• _Exercise objective_:
Continue the text on children's social skills from where it stops.

• _Document text_:
What's so important about social skills for children?

March 19, 2019

What’s so important about social skills?

Especially when there are so many “important” things, like addition and spelling to conquer. After all, aren’t social skills simply picked up from regular daily activities? They’ll come naturally, right?
From listening to others to taking turns in conversations….. from staying calm with others to asking for help when we need it….. from apologizing to saying “thank you” and “you’re welcome”….. social skills are downright important. And often hard to learn.
Truth be told it’s frequently the case that children learn skills through their experiences, “picking them up” as they go through their days. It’s great when that happens, but it’s not always how it goes. For the majority of the children we serve at Crossroads Center for Children, there is a deep need for more attention to targeted instruction of social skills.
That’s why social skills are continually being taught in our classrooms. All of the classrooms plan play and social activities based entirely on the needs of their students. They set up scenarios and provide opportunities that will help the skills to be “picked up”.
 Wikipedia defines a social skill as “any skill facilitating interaction and communication with others. Social rules and relations are created, communicated, and changed in verbal and nonverbal ways. The process of learning these skills is called socialization”.

• _Listed entries_:
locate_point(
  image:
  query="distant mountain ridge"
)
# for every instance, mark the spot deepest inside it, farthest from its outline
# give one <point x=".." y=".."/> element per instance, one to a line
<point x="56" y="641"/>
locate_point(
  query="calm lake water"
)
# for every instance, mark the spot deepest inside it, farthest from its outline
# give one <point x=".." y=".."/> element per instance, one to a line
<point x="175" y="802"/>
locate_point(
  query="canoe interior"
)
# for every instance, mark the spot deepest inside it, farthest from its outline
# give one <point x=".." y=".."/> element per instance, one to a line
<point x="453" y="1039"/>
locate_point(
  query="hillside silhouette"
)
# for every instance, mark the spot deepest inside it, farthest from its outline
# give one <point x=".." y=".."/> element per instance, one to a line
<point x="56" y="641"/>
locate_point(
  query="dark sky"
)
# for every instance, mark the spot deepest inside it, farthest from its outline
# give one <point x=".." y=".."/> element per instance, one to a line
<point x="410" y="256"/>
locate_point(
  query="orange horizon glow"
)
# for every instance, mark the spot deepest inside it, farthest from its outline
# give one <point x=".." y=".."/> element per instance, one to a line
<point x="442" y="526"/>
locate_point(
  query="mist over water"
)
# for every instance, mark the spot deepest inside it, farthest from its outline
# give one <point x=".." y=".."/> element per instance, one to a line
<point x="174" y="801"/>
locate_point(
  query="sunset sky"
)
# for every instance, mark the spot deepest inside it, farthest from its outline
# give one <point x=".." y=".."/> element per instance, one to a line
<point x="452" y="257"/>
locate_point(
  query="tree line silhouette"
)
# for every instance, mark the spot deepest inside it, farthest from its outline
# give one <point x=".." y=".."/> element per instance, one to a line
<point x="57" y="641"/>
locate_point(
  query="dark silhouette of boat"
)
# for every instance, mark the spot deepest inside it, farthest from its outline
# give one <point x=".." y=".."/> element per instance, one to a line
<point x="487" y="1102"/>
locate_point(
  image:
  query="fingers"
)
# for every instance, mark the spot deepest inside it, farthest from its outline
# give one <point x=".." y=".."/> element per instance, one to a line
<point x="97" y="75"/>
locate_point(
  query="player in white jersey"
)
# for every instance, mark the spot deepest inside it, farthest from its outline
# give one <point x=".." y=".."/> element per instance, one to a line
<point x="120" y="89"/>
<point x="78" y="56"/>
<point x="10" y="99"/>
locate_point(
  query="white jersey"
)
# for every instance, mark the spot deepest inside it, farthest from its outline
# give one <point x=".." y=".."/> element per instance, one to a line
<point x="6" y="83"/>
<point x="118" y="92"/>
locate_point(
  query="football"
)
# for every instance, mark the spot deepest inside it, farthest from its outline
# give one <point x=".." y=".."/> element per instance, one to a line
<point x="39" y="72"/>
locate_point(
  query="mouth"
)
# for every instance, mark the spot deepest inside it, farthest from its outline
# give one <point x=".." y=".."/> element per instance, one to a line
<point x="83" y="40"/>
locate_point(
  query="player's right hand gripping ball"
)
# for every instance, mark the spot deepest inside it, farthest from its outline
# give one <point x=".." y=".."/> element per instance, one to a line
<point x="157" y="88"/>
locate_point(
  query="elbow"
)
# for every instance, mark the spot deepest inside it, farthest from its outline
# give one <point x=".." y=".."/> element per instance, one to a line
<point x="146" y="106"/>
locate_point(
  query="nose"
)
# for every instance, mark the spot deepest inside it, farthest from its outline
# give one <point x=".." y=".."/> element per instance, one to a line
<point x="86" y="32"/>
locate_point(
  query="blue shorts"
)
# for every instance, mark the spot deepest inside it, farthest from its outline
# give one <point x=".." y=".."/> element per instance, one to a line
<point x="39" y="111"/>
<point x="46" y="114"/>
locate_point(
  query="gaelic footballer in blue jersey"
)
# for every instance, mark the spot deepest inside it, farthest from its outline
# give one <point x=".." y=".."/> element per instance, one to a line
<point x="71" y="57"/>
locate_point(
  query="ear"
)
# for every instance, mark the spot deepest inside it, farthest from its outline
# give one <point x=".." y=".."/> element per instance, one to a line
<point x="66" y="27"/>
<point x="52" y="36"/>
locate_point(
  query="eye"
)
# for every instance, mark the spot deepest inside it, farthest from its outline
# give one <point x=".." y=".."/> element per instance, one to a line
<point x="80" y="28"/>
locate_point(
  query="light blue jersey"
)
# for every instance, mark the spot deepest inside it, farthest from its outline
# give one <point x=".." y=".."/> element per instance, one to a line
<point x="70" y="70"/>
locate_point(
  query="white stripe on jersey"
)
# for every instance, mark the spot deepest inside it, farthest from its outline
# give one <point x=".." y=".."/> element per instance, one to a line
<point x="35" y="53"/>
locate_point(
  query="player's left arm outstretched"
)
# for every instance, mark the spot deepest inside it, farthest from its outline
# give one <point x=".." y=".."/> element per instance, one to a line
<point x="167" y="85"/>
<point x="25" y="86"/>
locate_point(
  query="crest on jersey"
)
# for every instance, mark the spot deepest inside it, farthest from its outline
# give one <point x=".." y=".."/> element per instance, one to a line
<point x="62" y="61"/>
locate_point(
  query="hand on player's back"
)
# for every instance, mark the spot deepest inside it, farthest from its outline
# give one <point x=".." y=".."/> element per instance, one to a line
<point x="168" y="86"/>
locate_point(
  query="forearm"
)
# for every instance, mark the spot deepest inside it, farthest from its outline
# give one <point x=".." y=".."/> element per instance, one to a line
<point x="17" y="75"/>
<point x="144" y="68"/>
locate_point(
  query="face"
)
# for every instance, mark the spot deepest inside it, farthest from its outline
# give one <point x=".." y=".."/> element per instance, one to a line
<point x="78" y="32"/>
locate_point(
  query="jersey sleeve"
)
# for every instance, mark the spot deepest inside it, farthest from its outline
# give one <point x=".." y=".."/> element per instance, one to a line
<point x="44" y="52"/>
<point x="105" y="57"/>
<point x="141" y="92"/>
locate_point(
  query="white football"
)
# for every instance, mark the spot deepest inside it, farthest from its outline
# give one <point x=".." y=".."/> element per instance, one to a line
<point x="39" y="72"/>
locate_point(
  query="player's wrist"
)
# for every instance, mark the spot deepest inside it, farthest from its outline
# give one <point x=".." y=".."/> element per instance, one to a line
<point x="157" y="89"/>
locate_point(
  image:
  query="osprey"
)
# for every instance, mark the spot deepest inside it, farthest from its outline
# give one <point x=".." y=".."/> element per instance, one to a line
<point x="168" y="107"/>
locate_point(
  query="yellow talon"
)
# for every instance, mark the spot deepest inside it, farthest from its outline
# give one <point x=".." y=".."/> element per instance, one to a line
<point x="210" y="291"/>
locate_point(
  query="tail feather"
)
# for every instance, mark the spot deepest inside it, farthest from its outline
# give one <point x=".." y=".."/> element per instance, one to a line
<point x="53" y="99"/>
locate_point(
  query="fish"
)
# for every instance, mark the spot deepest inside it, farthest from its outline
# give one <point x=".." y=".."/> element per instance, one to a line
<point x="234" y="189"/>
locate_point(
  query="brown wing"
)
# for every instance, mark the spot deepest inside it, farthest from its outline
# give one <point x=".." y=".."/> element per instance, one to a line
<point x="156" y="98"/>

• _Task result_:
Of that definition, the morsel about the process of learning social skills is pretty important here at Crossroads Center for Children. We aim to help children prepare for success in life. We know from research and 20 years of actual experience with children that time spent teaching social skills has benefits in all areas of their development. Social skills are no small part of life success.  It’s easy to see the connection between social skills and skills in other areas of learning. Social skills can be seen as building blocks for other domains of life and learning. And, online, it’s easy to find articles – both scholarly and otherwise – on the topic of social skills development. Searchers can find abundant reading material specific to children with Autism, children with developmental special needs, and children in general.

While there are variations on the theme of which particular social skills are most important for success in life, most of us would agree that there are levels or stages that children move through. In teaching social skills, parents and teachers wouldn’t expect a higher level skill from a child who hasn’t yet achieved an earlier one. It would be like expecting an infant who hasn’t yet held his own head up to demonstrate the physical control over his body to run a race or play a game of soccer.
Since we have children across the autism spectrum as well as across the even larger spectrum of child development, our teachers and therapists are experts at assessment and evaluation. They are ingeniously able to pinpoint what skills their students have mastered and what needs to be addressed next.  As an ABA school our teachers go about teaching social skills with precision in planning and articulation of what skills are being targeted and what activities, including materials and location as well as other details, will help to bring about those skills for their children.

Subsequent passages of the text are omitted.